## Task to complete
Extract every line of text from the material below and reproduce each one word for word, leaving out the pictures.

## Material for the task
— Start —
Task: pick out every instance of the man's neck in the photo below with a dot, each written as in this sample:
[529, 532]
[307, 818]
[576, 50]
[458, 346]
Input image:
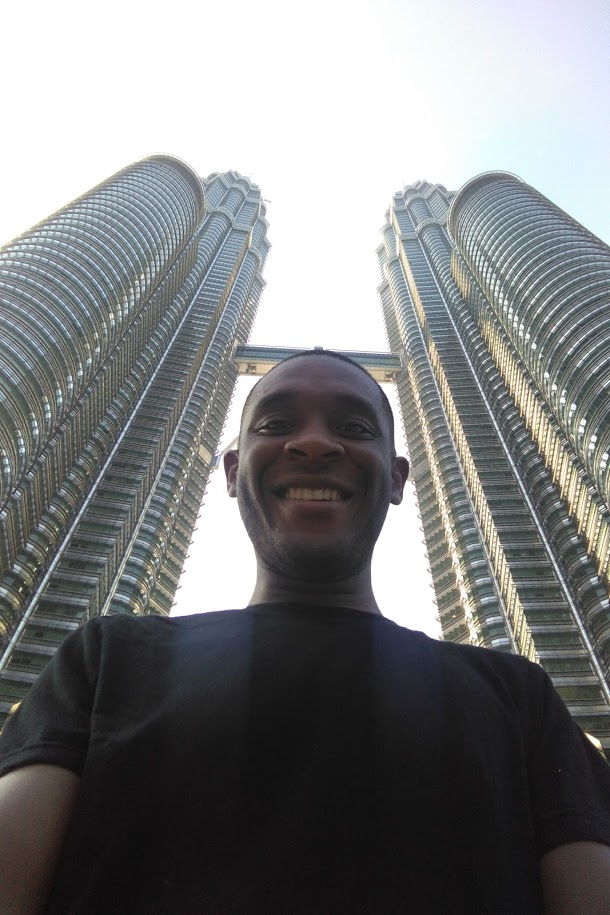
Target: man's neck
— End —
## Written solution
Task: pick out every instance of the man's neck in the photo below with a dot, each written as in this sample:
[529, 532]
[307, 818]
[576, 50]
[458, 346]
Input image:
Target: man's neck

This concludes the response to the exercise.